Knowledge and Secrecy Theme Icon

William of Baskerville and Adso of Melk’s investigation into the mysterious deaths at the abbey increasingly revolves around the abbey’s library, where many of the dead monks worked as scholars, scribes and illuminators. Although monks may work in the scriptorium, few are authorized to enter the library, a vast labyrinth accessible only through hidden doors. As William and Adso find their way through the labyrinth, they also come closer to unraveling the mystery—not only of the identity of the murderer, but of the forbidden book hidden in the library’s secret chamber, the “finis Africae.” In this sense, the overlapping of the murder mystery plot and the discovery of the lost book of Aristotle’s Poetics suggests that the quest for knowledge and the process of solving a murder are inherently linked. Both plots involve fighting for justice and bringing the truth to light. However, the library and its labyrinthine design also poses other philosophical questions, such as whether the ideas contained in books can be dangerous, and if so, who should have access to them.

William describes the abbey’s library as “the greatest in Christendom,” containing books in Latin, Greek, French, Italian, English, German, Arabic, and many other languages. However, all that knowledge is, quite literally, under lock and key: only the librarian may enter the library. As the librarian Malachi of Hildesheim explains, the monk asks the librarian for the text he wishes to consult and the librarian fetches it from the library above—but only if the request is “justified and devout.” Access to books, then, is regulated by the librarian, who alone can enter the library and who decides whether a request is “justified.” When Adso asks how Malachi locates books in the library, the librarian says sternly that it is “right and sufficient that only the librarian know how to decipher these things.” And indeed, the library is designed as a labyrinth for the very purpose of deceiving intruders: it takes William and Adso several visits to discover that the plan of the library is laid out as a map of the world, and that the books are organized according to their country of origin.

**Entries provided:**

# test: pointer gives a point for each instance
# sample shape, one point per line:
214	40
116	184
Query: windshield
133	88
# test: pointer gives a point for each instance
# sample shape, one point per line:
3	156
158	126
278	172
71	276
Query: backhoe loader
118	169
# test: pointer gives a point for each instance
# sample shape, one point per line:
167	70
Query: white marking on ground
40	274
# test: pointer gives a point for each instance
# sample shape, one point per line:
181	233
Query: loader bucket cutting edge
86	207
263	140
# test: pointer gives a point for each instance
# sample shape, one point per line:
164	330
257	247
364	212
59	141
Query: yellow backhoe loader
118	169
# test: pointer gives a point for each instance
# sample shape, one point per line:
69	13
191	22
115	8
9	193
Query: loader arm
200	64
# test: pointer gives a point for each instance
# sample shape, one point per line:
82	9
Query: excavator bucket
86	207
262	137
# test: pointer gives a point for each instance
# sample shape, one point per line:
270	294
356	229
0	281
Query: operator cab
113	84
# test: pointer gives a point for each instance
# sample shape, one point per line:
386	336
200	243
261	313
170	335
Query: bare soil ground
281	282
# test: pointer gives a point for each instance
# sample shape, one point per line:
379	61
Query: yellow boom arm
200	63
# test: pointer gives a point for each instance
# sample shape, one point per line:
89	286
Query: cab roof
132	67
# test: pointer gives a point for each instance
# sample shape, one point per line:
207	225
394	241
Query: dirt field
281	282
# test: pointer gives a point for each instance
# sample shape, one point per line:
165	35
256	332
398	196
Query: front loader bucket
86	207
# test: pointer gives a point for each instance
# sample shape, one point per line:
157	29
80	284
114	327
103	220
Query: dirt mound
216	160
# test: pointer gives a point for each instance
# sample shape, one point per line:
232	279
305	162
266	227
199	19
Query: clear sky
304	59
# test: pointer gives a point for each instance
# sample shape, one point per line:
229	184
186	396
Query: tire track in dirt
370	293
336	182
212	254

**Your tasks:**
A: In the passage on knowledge and secrecy, how are the books in the abbey's library organized?
B: Sum up the passage on knowledge and secrecy in two sentences.
C: Carry on the passage on knowledge and secrecy from its last sentence.

**Per-task answers:**
A: They are organized by their country of origin.

B: William of Baskerville and Adso of Melk's investigation into the deaths at the abbey centers on its labyrinthine library, which hides a forbidden book, the lost book of Aristotle's Poetics, and this links the quest for knowledge with solving a murder. Although the library holds books in many languages, only the librarian may enter it and decide which requests are "justified," and its labyrinth is designed to deceive intruders.

C:
The effect of all this mystery, shrouding, and secrecy is that many of the books in the library are never read and are not accessible to the monks at the abbey, let alone the broader public. William laments this state of affairs when he says that “without an eye to read them, a book contains signs that produce no concepts; therefore it is dumb” (the word “dumb” here meaning “unable to speak”). In the absence of readers, in other words, a book is just a collection of marks on a page and signifies nothing. The librarians—Malachi, and then Benno of Upsala after him—claim that the library exists to preserve and protect its collections. Although the library may have been created “to save the books it houses,” William observes, “now it lives to bury them.” William’s words prove prophetic: when the abbey’s library burns to the ground at the end of the novel, it becomes a graveyard for the books it had been built to protect.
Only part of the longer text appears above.